An exact copy of every record below is what's needed here.

============

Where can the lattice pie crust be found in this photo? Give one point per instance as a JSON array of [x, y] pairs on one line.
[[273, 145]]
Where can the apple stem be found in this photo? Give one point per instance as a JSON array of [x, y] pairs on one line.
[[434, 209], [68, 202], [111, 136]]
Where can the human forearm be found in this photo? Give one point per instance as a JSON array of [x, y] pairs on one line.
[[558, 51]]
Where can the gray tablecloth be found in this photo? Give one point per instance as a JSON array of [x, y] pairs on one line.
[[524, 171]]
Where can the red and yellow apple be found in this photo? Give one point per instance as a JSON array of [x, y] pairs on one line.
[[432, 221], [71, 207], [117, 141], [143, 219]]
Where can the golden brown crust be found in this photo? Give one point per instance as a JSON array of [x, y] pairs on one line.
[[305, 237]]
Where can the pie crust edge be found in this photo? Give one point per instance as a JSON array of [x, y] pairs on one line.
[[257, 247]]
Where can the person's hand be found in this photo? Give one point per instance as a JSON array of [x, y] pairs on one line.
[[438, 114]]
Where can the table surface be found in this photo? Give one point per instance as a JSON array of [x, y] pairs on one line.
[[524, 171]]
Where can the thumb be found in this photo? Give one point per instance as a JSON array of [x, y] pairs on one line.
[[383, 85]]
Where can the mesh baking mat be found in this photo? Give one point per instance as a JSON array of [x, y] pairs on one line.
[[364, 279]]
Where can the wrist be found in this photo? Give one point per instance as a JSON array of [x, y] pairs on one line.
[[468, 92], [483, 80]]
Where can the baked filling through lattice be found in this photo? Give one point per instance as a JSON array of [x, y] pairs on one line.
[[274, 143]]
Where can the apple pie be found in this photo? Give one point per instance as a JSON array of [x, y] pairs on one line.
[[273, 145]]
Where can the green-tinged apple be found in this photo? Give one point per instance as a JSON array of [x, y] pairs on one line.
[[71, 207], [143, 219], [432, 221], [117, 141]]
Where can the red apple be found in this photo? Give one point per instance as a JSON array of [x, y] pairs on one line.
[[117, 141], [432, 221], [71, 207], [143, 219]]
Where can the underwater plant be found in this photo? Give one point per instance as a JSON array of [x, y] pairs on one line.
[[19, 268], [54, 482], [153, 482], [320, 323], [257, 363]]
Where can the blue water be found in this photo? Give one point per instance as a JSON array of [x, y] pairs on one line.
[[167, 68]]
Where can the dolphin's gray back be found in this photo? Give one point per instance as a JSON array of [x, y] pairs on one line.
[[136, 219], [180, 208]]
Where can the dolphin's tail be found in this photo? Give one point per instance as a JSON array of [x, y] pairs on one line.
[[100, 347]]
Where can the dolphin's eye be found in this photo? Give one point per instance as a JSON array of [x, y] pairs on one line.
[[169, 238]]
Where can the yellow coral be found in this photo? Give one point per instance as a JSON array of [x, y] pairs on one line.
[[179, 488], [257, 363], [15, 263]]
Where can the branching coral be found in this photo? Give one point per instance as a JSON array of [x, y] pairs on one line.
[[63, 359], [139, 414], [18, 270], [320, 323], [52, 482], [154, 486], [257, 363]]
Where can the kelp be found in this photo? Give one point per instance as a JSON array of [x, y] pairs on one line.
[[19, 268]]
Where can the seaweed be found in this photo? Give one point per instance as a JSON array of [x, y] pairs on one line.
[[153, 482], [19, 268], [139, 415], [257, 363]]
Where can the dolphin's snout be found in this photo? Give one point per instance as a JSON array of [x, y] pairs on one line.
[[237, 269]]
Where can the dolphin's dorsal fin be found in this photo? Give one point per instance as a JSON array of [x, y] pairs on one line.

============

__Solution to this task__:
Where can the lattice pie crust be found in this photo? Give one point per instance as a JSON array of [x, y] pairs on one line.
[[273, 145]]
Where can the apple stem be found in this photo? Give one point per instance as a JSON array of [x, y] pairs on one line.
[[434, 209], [68, 202], [111, 136]]
Where can the human forearm be found in this photo? Give one point per instance as a JSON array of [x, y] pairs on one line.
[[558, 51]]
Where can the gray tablecloth be found in this photo? Give one point per instance as a JSON array of [x, y] pairs on one line.
[[524, 171]]
Where can the red and yellow apple be found in this photo? Give one point per instance as a JSON array of [x, y] pairs on one line.
[[432, 221], [71, 207], [117, 141], [143, 219]]
Where can the golden brown crust be found in this photo? Give one point per instance as a JSON array of [x, y] pairs on one line.
[[305, 237]]
Where can the pie crust edge be found in this photo? Give one point per instance as a JSON array of [x, y] pairs on one line.
[[257, 247]]
Where can the person's hand be found in this photo? Give one point per instance as a JSON array of [x, y] pairs on one line.
[[438, 114]]
Where can the table surface be found in this photo? Give one point per instance as a JSON array of [x, y] pairs on one line.
[[524, 171]]
Where can the thumb be found in this photo? Give one point per instance as a JSON array of [x, y] pairs on one line.
[[383, 85]]
Where can the mesh baking mat be found in this photo? Give one point per instance as a JSON array of [x, y] pairs on one line.
[[364, 279]]
Where can the wrist be found in this photo? Give one point per instance as a JSON array of [x, y] pairs on one line.
[[468, 92], [483, 80]]
Where can the baked filling through lattice be found in this photo? Give one point per instance as a JSON array of [x, y] pairs on one line.
[[274, 143]]
Where can the apple pie be found in this photo? Give one point per instance as a JSON array of [x, y] pairs on one line.
[[273, 145]]
Where can the green-tinged apple be found in this photo? Give one point per instance as a JSON array of [x, y] pairs on one line.
[[71, 207], [143, 219], [432, 221], [117, 141]]
Where can the red apple be found in this photo? Give one point per instance as a JSON array of [x, y] pairs on one line.
[[117, 141], [432, 221], [71, 207], [143, 219]]
Where can the underwater plant be found in this photo? Give one point per instance as a JSON array of [x, y] pairs on one line.
[[19, 268], [54, 482], [153, 482], [320, 323], [257, 363]]
Where can the blue water be found in this photo? Give one point per instance as a JSON array of [x, y] pairs on one line.
[[167, 68]]
Where can the dolphin's gray back be found in this photo? Give one point per instance as a JSON array of [x, y] pairs on one line.
[[136, 219], [180, 208]]
Where can the dolphin's tail be found in this photo? Give one point per instance as a JSON array of [x, y] pairs on one line.
[[100, 347]]
Where can the dolphin's eye be found in this photo? Give one point per instance as a JSON array of [x, y] pairs on one line.
[[169, 238]]
Where can the yellow coral be found in this photo? Give one point per instance as a JSON array of [x, y] pairs on one line.
[[179, 488], [257, 363], [15, 263]]
Where can the branching coral be found in this photo? Give one point per instance as a JSON array of [x, y] pairs on one line.
[[63, 359], [139, 414], [18, 270], [320, 323], [52, 482], [154, 486], [257, 363]]
Where can the kelp be found in this photo? Give one point per instance as a JSON array of [x, y] pairs on one line.
[[19, 268]]
Where can the seaweed be found in this photo? Give one point per instance as a JSON array of [x, y] pairs on one line.
[[153, 482], [19, 268], [139, 415], [257, 363]]
Where can the dolphin's snout be found in this photo? Give one point per instance as a JSON array of [x, y] pairs on one line.
[[237, 269]]
Where can the dolphin's dorsal fin be found in this photo? Give one point per instance as a JSON array of [x, y] pairs on one line.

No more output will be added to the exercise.